# [Text shown]
Tribulus - Testosterone Boosters

anybody know of good “reliable companies/brands” that wont make me test positive. I’m talking about tribulus or testosterone boosters that i WONT test positive. wat are some brands to stay away from and what are somgod clean brands?

I’ve used biotests Tribulus and Alpha Male. I was supposed to get blood work done because I wanted to see the change in my T-Levels but unforuntely doesn’t operate in NJ, so although I don’t have bloodwork numbers to prove it the stuff def. worked based on the fact my sex drive went through the freagin roof on both substances. I wouldn’t worry about testing positive with biotest products either.

I’m not sure about that. I’d go to their website and ask just to be sure. 'Cause that would really suck.

I would not recommend tribulus supplements. There was a lengthy dicussion on this a couple years back, and not much has changed since…

I think it’s worth posting again.

I agree and its waste of money.

It increased my sex drive, I thought it worked decently for a supplement.

I have heard that too. I never had success with it but I have friends who say it benefited them.

Decent for only increasing sex drive at best.

# [Dataset content]
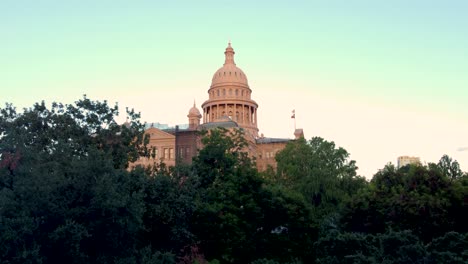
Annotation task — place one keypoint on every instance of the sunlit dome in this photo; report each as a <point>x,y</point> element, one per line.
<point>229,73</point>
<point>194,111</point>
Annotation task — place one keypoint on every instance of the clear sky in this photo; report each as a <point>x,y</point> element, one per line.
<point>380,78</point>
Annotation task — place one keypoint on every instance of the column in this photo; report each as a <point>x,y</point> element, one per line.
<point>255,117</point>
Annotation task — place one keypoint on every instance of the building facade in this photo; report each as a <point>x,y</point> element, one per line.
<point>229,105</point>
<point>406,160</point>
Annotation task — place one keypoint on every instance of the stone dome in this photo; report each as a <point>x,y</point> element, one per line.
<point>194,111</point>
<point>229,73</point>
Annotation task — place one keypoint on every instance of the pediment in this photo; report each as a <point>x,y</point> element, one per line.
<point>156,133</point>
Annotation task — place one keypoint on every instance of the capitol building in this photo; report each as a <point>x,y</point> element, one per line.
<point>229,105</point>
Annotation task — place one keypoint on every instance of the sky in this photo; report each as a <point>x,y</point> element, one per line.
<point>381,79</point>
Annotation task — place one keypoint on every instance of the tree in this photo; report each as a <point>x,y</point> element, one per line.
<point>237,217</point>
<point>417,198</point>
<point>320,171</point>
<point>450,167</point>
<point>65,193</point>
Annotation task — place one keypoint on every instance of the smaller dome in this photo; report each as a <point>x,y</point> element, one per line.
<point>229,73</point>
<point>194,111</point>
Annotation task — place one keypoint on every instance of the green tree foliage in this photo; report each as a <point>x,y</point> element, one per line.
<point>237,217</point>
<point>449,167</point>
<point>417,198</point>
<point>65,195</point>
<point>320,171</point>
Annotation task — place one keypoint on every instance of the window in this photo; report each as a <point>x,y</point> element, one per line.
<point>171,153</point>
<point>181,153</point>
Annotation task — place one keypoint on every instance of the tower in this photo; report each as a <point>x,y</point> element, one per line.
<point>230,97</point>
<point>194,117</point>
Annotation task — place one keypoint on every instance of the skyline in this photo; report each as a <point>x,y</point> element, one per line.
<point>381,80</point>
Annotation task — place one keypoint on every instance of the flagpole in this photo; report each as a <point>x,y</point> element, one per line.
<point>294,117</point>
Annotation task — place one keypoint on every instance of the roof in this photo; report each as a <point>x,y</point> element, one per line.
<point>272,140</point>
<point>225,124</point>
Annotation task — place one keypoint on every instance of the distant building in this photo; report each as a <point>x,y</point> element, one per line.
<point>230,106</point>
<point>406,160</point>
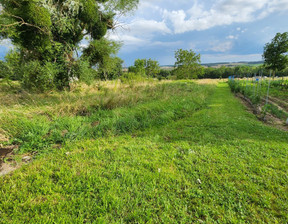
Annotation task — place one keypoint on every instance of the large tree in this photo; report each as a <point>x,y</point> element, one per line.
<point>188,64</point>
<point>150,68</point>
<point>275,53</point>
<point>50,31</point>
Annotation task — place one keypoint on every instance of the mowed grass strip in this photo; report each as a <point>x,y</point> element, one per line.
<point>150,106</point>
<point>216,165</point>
...
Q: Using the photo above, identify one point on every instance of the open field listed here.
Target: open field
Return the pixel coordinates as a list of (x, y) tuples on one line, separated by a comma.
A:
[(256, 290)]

# [Your goal]
Return the part of the tribulus thread from "I agree and" to "drive at best.", copied word for word.

# [Response to the exercise]
I agree and its waste of money.

It increased my sex drive, I thought it worked decently for a supplement.

I have heard that too. I never had success with it but I have friends who say it benefited them.

Decent for only increasing sex drive at best.